--- begin ---

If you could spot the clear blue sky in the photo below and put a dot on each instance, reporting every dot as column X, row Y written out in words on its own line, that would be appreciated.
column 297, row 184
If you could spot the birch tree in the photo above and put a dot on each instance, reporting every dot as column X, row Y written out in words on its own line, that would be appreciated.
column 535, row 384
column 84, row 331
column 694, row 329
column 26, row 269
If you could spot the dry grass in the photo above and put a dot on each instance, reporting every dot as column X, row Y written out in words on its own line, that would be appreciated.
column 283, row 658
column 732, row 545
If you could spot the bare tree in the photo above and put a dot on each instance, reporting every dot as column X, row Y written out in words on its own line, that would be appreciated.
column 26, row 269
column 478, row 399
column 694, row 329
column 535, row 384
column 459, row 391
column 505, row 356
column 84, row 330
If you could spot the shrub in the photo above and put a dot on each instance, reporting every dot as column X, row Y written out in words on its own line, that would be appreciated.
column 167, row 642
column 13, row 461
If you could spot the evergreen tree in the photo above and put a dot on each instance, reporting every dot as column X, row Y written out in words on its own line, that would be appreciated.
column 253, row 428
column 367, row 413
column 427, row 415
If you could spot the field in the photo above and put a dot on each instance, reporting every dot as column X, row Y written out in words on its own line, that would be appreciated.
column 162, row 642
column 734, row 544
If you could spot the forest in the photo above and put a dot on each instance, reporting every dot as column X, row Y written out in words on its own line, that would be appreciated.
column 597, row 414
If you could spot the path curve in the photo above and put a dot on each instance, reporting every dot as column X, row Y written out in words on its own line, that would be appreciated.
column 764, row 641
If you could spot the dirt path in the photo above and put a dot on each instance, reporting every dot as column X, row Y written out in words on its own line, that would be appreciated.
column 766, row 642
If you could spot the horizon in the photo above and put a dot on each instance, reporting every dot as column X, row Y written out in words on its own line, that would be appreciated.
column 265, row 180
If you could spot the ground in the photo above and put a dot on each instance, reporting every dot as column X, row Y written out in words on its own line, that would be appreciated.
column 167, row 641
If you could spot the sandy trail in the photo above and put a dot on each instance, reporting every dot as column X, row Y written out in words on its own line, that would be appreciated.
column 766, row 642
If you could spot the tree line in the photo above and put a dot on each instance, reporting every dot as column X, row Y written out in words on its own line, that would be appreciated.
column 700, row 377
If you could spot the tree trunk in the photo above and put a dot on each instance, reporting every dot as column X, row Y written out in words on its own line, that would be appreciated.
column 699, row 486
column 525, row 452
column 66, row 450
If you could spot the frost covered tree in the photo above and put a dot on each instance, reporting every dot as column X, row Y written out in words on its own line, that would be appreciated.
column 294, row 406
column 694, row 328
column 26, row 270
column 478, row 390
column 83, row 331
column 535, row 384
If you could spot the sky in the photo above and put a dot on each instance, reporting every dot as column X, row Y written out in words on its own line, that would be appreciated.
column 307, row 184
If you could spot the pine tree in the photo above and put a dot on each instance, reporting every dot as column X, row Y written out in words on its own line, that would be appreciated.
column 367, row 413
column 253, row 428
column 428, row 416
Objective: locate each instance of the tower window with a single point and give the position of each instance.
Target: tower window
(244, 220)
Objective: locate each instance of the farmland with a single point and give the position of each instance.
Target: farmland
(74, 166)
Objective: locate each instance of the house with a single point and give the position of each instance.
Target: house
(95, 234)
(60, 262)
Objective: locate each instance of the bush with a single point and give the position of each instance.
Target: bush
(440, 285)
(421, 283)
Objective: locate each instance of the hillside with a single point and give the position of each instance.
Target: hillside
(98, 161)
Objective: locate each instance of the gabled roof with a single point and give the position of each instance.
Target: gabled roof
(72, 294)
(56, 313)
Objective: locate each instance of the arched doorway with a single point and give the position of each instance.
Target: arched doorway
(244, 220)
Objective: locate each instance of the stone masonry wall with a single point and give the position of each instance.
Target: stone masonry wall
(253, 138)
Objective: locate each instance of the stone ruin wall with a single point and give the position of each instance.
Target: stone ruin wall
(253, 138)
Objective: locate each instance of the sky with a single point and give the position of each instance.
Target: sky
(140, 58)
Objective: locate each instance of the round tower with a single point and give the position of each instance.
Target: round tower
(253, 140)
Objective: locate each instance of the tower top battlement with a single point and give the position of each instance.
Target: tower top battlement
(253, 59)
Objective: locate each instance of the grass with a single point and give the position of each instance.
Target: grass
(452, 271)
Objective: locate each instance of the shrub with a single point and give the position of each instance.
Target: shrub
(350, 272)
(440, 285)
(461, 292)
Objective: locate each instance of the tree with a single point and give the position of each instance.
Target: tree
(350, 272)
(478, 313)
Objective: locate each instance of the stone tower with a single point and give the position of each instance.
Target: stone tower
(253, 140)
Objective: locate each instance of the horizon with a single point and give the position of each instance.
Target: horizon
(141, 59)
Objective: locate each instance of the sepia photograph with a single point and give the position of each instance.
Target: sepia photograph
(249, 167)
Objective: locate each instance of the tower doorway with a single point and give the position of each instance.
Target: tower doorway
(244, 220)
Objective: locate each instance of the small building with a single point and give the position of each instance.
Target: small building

--- end ---

Render every line of the records above as a JSON list of strings, with one string per line and no entries for blank lines.

[
  "If you could spot the clear blue sky in the photo below and put a dot on each instance, reporting every dot as column X, row Y written out in words on its own line, that would be appreciated.",
  "column 297, row 184",
  "If you could spot the birch tree in the photo above and put a dot on each instance, reporting every dot as column X, row Y written out in words on its own line, that would be appreciated.",
  "column 535, row 384",
  "column 84, row 331",
  "column 694, row 329",
  "column 26, row 269",
  "If you could spot the dry grass in the photo above and put a dot on each instance, reporting every dot as column X, row Y written out in words on its own line, that would be appreciated.",
  "column 283, row 658",
  "column 732, row 545",
  "If you could spot the bare tree in the photo above and put a dot on each instance, reporting every dot as column X, row Y written out in words on its own line, that would be appreciated.",
  "column 26, row 269",
  "column 478, row 399",
  "column 694, row 329",
  "column 535, row 384",
  "column 459, row 391",
  "column 505, row 356",
  "column 84, row 330",
  "If you could spot the shrub in the photo above and put a dot on each instance, reporting every dot as column X, row Y written out in words on its own line, that would be appreciated.",
  "column 167, row 642",
  "column 13, row 461",
  "If you could spot the evergreen tree in the photo above and put a dot on each instance, reporting every dot as column X, row Y written out in words on its own line, that would be appreciated.",
  "column 253, row 428",
  "column 367, row 413",
  "column 427, row 415",
  "If you could spot the field in the photo above and put a dot on each instance, reporting every dot as column X, row Y written out in words on its own line, that would be appreciated.",
  "column 162, row 642",
  "column 734, row 544",
  "If you could spot the forest in the photo above and put a dot on each instance, reporting every dot as column X, row Y written out in words on its own line, that would be appreciated.",
  "column 597, row 414",
  "If you could spot the path curve in the photo above and put a dot on each instance, reporting every dot as column X, row Y written out in words on its own line, that would be appreciated.",
  "column 764, row 641",
  "If you could spot the dirt path in the photo above and put a dot on each instance, reporting every dot as column X, row Y written out in words on its own line, that would be appreciated.",
  "column 766, row 642",
  "If you could spot the horizon in the photo above and put a dot on each instance, reporting every dot as column X, row Y written out in words on its own line, that would be appreciated.",
  "column 265, row 180",
  "If you could spot the ground in the photo above and put a dot on each instance, reporting every dot as column X, row Y written out in words on its own line, that would be appreciated.",
  "column 167, row 641",
  "If you could spot the sandy trail in the photo above and put a dot on each instance, reporting every dot as column X, row Y written out in words on its own line, that would be appreciated.",
  "column 766, row 642",
  "If you could spot the tree line in the photo above and put a dot on each instance, reporting every dot as column X, row Y written out in words on its own line, that would be appreciated.",
  "column 700, row 377",
  "If you could spot the tree trunk in the photo above and put a dot on each instance, reporting every dot as column X, row Y written out in words on its own line, that would be appreciated.",
  "column 699, row 486",
  "column 525, row 452",
  "column 66, row 450",
  "If you could spot the frost covered tree in the photo above and put a dot on each instance, reporting every dot as column X, row Y written out in words on its own line, that would be appreciated.",
  "column 294, row 406",
  "column 694, row 328",
  "column 26, row 270",
  "column 478, row 390",
  "column 83, row 331",
  "column 535, row 384",
  "If you could spot the sky in the photo above and put a dot on each instance, reporting every dot as column X, row Y written out in words on its own line, that would be appreciated.",
  "column 307, row 184",
  "If you could spot the pine tree in the photo above and put a dot on each instance, reporting every dot as column X, row Y written out in words on its own line, that would be appreciated.",
  "column 367, row 413",
  "column 253, row 428",
  "column 428, row 416",
  "Objective: locate each instance of the tower window with a single point and give the position of each instance.",
  "Target: tower window",
  "(244, 220)",
  "Objective: locate each instance of the farmland with a single point and give the position of each instance.",
  "Target: farmland",
  "(74, 166)",
  "Objective: locate each instance of the house with a single point and give the position of each instance.",
  "Target: house",
  "(95, 234)",
  "(60, 262)",
  "Objective: locate each instance of the bush with a single point and give the position of each instance.",
  "Target: bush",
  "(440, 285)",
  "(421, 283)",
  "Objective: locate each instance of the hillside with a single point and give the position of each instance.",
  "Target: hillside",
  "(98, 161)",
  "Objective: locate each instance of the gabled roof with a single point and give the position of each instance.",
  "Target: gabled roof",
  "(72, 294)",
  "(56, 313)",
  "Objective: locate each instance of the arched doorway with a single point and give the position of each instance.",
  "Target: arched doorway",
  "(244, 220)",
  "Objective: locate each instance of the stone masonry wall with a single point and give the position of each instance.",
  "Target: stone masonry wall",
  "(253, 138)",
  "Objective: locate each instance of the stone ruin wall with a single point and give the position of each instance.",
  "Target: stone ruin wall",
  "(253, 138)",
  "Objective: locate each instance of the sky with a single point and give the position of each instance.",
  "Target: sky",
  "(140, 58)",
  "Objective: locate each instance of the round tower with a single point and give the position of each instance.",
  "Target: round tower",
  "(253, 140)",
  "Objective: locate each instance of the tower top battlement with a single point and give the position of each instance.",
  "Target: tower top battlement",
  "(253, 59)",
  "Objective: locate each instance of the grass with a single point and give the position of each instance.",
  "Target: grass",
  "(452, 271)",
  "Objective: locate each instance of the shrub with a single point and give the position of each instance.",
  "Target: shrub",
  "(350, 272)",
  "(440, 285)",
  "(461, 292)",
  "Objective: locate each instance of the tree with a single point and give the position of each instance.",
  "Target: tree",
  "(350, 272)",
  "(478, 313)",
  "Objective: locate each instance of the stone tower with a single point and give the position of each instance.",
  "Target: stone tower",
  "(253, 140)",
  "Objective: locate each instance of the horizon with a single point and give the position of each instance.",
  "Target: horizon",
  "(141, 59)",
  "Objective: locate each instance of the sepia photograph with a single point and give the position of each instance.",
  "Target: sepia photograph",
  "(249, 167)",
  "Objective: locate each instance of the tower doorway with a single point and give the position of each instance.",
  "Target: tower doorway",
  "(244, 220)",
  "Objective: locate each instance of the small building with a single point and give the position of each instance.",
  "Target: small building"
]